■ PROVIDED MATERIAL:
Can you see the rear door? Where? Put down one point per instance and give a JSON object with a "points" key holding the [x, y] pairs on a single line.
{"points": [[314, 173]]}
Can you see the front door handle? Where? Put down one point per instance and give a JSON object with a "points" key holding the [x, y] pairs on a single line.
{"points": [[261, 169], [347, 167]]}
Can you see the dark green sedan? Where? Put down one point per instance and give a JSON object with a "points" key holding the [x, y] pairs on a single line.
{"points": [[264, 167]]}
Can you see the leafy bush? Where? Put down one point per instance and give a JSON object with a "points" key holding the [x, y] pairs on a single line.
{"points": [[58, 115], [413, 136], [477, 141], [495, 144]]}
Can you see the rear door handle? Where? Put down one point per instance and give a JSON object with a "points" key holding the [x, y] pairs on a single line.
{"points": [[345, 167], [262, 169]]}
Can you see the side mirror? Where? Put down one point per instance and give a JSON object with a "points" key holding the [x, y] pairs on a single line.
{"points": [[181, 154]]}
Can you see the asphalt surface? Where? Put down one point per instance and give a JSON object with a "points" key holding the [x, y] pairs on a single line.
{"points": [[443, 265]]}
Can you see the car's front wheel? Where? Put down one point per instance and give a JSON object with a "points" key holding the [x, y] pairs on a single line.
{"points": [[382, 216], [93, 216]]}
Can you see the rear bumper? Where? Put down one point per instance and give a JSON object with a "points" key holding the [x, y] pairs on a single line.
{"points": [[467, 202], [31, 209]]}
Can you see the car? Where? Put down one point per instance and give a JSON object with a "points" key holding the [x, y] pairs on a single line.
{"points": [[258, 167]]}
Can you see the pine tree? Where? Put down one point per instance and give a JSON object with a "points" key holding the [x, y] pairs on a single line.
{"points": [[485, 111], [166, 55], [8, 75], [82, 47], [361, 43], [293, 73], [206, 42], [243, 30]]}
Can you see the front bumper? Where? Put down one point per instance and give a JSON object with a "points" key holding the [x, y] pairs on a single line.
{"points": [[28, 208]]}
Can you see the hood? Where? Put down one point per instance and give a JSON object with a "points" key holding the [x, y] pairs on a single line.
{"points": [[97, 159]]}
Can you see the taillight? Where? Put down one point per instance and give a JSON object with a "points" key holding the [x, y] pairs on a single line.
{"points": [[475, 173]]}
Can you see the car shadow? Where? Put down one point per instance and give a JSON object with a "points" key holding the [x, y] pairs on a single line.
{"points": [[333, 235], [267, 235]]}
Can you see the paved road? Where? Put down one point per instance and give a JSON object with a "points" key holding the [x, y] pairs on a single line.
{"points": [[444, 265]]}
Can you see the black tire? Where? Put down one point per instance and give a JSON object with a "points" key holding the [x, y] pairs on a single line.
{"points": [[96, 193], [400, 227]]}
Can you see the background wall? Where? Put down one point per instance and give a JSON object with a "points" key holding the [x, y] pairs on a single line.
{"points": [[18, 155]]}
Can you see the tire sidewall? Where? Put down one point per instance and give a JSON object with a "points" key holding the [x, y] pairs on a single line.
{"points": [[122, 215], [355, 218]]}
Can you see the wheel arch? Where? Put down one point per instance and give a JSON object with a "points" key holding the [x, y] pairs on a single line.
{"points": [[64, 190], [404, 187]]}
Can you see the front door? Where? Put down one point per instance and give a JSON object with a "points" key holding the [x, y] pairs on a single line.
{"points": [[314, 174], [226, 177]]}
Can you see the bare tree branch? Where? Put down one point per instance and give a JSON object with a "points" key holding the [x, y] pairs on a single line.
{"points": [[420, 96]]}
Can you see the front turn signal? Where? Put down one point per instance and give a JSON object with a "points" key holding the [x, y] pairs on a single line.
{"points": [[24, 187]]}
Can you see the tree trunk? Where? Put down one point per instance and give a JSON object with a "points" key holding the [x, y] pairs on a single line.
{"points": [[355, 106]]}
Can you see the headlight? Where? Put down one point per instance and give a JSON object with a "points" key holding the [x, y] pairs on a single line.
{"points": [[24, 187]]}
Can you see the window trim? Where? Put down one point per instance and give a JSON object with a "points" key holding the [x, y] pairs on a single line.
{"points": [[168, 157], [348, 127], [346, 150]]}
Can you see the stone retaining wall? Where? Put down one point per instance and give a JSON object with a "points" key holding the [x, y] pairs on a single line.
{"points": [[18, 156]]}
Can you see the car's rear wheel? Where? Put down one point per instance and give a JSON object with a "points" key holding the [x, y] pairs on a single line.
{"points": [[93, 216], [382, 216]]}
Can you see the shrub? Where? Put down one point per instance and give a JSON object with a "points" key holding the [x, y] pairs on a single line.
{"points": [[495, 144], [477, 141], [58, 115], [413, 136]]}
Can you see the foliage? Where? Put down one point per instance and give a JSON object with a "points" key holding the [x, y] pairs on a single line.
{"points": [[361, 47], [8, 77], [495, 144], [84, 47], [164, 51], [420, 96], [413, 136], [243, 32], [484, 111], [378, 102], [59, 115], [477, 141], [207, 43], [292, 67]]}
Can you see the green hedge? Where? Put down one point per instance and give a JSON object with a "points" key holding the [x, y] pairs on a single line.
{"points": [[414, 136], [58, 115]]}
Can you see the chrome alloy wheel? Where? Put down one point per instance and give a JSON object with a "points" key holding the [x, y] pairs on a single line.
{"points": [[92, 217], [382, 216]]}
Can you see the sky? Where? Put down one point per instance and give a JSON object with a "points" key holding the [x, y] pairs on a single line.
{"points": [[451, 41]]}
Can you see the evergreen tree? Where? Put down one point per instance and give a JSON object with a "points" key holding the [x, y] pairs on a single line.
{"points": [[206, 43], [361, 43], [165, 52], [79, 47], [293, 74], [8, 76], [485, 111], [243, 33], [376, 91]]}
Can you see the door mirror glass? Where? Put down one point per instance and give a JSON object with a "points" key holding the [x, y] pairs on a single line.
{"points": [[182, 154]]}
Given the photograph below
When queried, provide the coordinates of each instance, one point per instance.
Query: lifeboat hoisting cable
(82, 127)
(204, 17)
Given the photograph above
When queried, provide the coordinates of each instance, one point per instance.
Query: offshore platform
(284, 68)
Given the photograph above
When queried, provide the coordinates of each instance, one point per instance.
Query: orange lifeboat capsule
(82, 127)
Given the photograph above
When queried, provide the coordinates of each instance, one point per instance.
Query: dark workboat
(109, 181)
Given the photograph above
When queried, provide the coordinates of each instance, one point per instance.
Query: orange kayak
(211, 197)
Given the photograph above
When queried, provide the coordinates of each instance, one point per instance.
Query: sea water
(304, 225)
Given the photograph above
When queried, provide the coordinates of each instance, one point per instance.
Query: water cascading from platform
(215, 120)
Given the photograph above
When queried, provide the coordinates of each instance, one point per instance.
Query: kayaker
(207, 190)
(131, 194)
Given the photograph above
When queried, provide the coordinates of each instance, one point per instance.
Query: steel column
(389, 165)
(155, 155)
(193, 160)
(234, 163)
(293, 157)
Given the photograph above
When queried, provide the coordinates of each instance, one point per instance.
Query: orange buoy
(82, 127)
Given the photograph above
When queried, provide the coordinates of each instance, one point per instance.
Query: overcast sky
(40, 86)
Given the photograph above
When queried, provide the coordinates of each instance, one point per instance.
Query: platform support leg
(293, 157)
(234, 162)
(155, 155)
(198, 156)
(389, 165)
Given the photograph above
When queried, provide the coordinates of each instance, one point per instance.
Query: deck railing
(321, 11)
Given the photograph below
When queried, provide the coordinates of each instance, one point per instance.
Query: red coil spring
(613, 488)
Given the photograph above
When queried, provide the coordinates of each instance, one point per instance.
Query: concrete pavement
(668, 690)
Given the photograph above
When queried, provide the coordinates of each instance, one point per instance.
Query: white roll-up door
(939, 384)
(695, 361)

■ WHAT THE TASK REQUIRES:
Reproduce every record, matching each line exactly.

■ WRITTEN ANSWER:
Can you see the rear door? Where? Put down one point per instance and give a JSON object with a "points" key holding the [x, y] pairs on a single line.
{"points": [[314, 173]]}
Can you see the front door handle? Where? Put down one point per instance and give a JSON object with a "points" key holding the [x, y] pairs on a single line.
{"points": [[261, 169], [347, 167]]}
Can you see the dark green sedan? Where? Put down one point per instance and give a JSON object with a "points" key holding the [x, y] pairs on a single line.
{"points": [[264, 167]]}
Can you see the leafy bush? Where? Put down one point per instance and give a JSON object with a "points" key holding the [x, y] pairs on a single line.
{"points": [[58, 115], [413, 136], [477, 141], [495, 144]]}
Can you see the rear door handle? Where? Put down one point per instance and give a JSON object with a "points" key holding the [x, y] pairs on a single line.
{"points": [[345, 167], [262, 169]]}
Can you see the side mirror? Where? Put down one point per instance and give a JSON object with a "points" key holding the [x, y] pairs on a single line.
{"points": [[181, 154]]}
Can you see the asphalt surface? Where? Put down one point per instance and give a JSON object with a "points" key holding the [x, y] pairs on a single line.
{"points": [[443, 265]]}
Can you see the car's front wheel? Where? Put down one point per instance and give a JSON object with a "points" key holding the [x, y] pairs on a single line.
{"points": [[382, 216], [93, 216]]}
Can you see the rear bumper? Where? Put down one point per instance and give a JSON object with a "points" key holding the [x, y] pairs on a single line.
{"points": [[467, 202], [31, 209]]}
Can you see the car? Where? Put down one point per instance and give a JSON object with a "points" key holding the [x, y] pairs on a single line.
{"points": [[258, 167]]}
Can you see the pine tree? Where? Put down one point per instance and give a JSON object with a "points" key holding the [x, y] pairs on a single line.
{"points": [[485, 111], [166, 55], [8, 75], [82, 47], [361, 43], [293, 73], [206, 42], [243, 30]]}
Can you see the front bumper? Where? Put down one point per instance and give a JSON object with a "points" key holding the [x, y] pairs on a single line.
{"points": [[28, 208]]}
Can you see the hood? Where? Put down one point per instance and give a JSON object with a "points" key holding the [x, y] pairs on a single line.
{"points": [[97, 159]]}
Can you see the taillight? Where? Put down one point per instance and give a JSON object with a "points" key holding the [x, y] pairs on a single line.
{"points": [[475, 173]]}
Can you see the car shadow? Where? Put down one point per instance and give a JSON object with a "points" key holding the [x, y] pairs on a single line.
{"points": [[333, 235], [267, 235]]}
Can you see the paved road? Where? Put down one point per instance and give a JSON object with a "points" key holding the [x, y] pairs on a single line.
{"points": [[444, 265]]}
Can you see the black tire? Where? Put down one point per instance and give a JSON object with a "points" key holding the [x, y] pairs on a single line.
{"points": [[96, 193], [400, 227]]}
Can you see the background wall? Where? Put down one point per instance and give a JSON object with a "points" key holding the [x, y] pairs on a single line.
{"points": [[18, 155]]}
Can you see the tire sidewall? Where? Put down one point per instance and give a JSON object with a "points" key holding the [x, y] pairs on a single line.
{"points": [[122, 215], [355, 218]]}
Can you see the wheel arch? Where? Put down one point per instance and give a JSON object with a "points" key holding the [x, y] pairs on a single line.
{"points": [[64, 190], [404, 187]]}
Can you see the front door? Where? Put down one point per instance and give a JSON object with a "points" key holding the [x, y] pairs on a single line.
{"points": [[314, 174], [226, 177]]}
Can you see the bare tree branch? Where? Put down one point per instance and give a JSON object with a "points" key holding the [x, y] pairs on a single line.
{"points": [[420, 96]]}
Can you see the front turn signal? Where? Put down one point per instance and give a JSON object with a "points" key holding the [x, y] pairs on a single line.
{"points": [[24, 187]]}
Can you see the tree trunk? Where? Put down one point per instance and give a JSON object with a "points" key holding the [x, y] pairs on a single line.
{"points": [[355, 106]]}
Can you see the headlight? Where? Put down one point per instance and give a JSON object with a "points" key holding the [x, y] pairs on a single line.
{"points": [[24, 187]]}
Can you see the window trim? Where? Put down one point per instance and give a JSON object with a "points" key holding the [x, y] pairs on a single line.
{"points": [[168, 157], [348, 127], [346, 150]]}
Can you see the stone retaining wall? Where? Put down one point per instance and give a JSON object with a "points" key holding the [x, y] pairs on a single line.
{"points": [[18, 156]]}
Can you see the car's rear wheel? Where? Put down one point per instance and give a JSON object with a "points" key holding the [x, y] pairs on a single line.
{"points": [[93, 216], [382, 216]]}
Can you see the shrub? Where? Put down one point per instance and give a JSON object with a "points" key holding the [x, y] pairs on a single line.
{"points": [[495, 144], [477, 141], [58, 115], [413, 136]]}
Can you see the foliage? Where? Put down one point per instance and give a JSON object with a "points" key holding the [x, y] pairs on a single line.
{"points": [[361, 47], [8, 77], [495, 144], [84, 47], [164, 51], [420, 96], [413, 136], [243, 32], [484, 111], [378, 102], [59, 115], [477, 141], [207, 43], [292, 67]]}
Can you see the green hedge? Where? Put down one point per instance and give a JSON object with a "points" key holding the [x, y] pairs on a single line.
{"points": [[414, 136], [58, 115]]}
Can you see the chrome alloy wheel? Where? Put down one point per instance and give a JSON object with a "points" key holding the [x, y] pairs on a single line.
{"points": [[92, 217], [382, 216]]}
Can you see the sky? Where? Put down one point per instance and give a JSON object with a "points" key holding the [x, y] pairs on a single line.
{"points": [[451, 41]]}
Can you see the evergreen tree? Where? Put down one point per instance and give a JSON object with a "points" key holding the [x, y] pairs on a single line.
{"points": [[206, 43], [361, 43], [165, 52], [79, 47], [293, 74], [8, 76], [485, 111], [243, 33], [376, 91]]}
Can you see the door mirror glass? Where? Put down one point per instance and give a JSON object with a "points" key holding the [x, y] pairs on a single line.
{"points": [[182, 154]]}
Given the photograph below
When queried, provide the coordinates of each instance, one point per instance.
Query: lifeboat hoisting cable
(82, 127)
(204, 17)
Given the photograph above
When queried, provide the coordinates of each instance, one point per instance.
Query: offshore platform
(284, 68)
Given the photograph above
When queried, provide the coordinates of each instance, one point per instance.
Query: orange lifeboat capsule
(82, 127)
Given the photograph above
When queried, provide the coordinates of each instance, one point per instance.
Query: dark workboat
(109, 181)
Given the photograph above
When queried, provide the coordinates of each instance, one point per instance.
Query: orange kayak
(211, 197)
Given the photograph above
When queried, provide the coordinates of each instance, one point per instance.
Query: sea water
(304, 225)
Given the photograph above
When queried, provide the coordinates of each instance, one point per instance.
Query: water cascading from platform
(215, 120)
Given the photograph above
When queried, provide the coordinates of each instance, one point per instance.
Query: kayaker
(207, 190)
(131, 194)
Given the photograph above
When queried, provide the coordinates of each instance, one point per instance.
Query: steel column
(389, 165)
(155, 155)
(193, 160)
(234, 163)
(293, 157)
Given the photograph above
When queried, provide the coordinates of each instance, one point per instance.
Query: orange buoy
(82, 127)
Given the photograph above
When queried, provide the coordinates of each instance, one point per instance.
Query: overcast sky
(40, 86)
Given the photograph above
When queried, provide the coordinates of each instance, one point per instance.
Query: platform support leg
(293, 157)
(234, 162)
(155, 155)
(198, 156)
(389, 165)
Given the photograph above
When queried, provide the coordinates of each instance, one point per instance.
Query: deck railing
(321, 11)
Given the photograph below
When queried, provide the coordinates of each instance, one point per instance.
Query: red coil spring
(613, 488)
Given the photograph above
When queried, provide the coordinates of each instance, one point per instance.
Query: concrete pavement
(668, 690)
Given the photograph above
When queried, provide the coordinates of each instance, one point per instance.
Query: white roll-up door
(939, 384)
(695, 361)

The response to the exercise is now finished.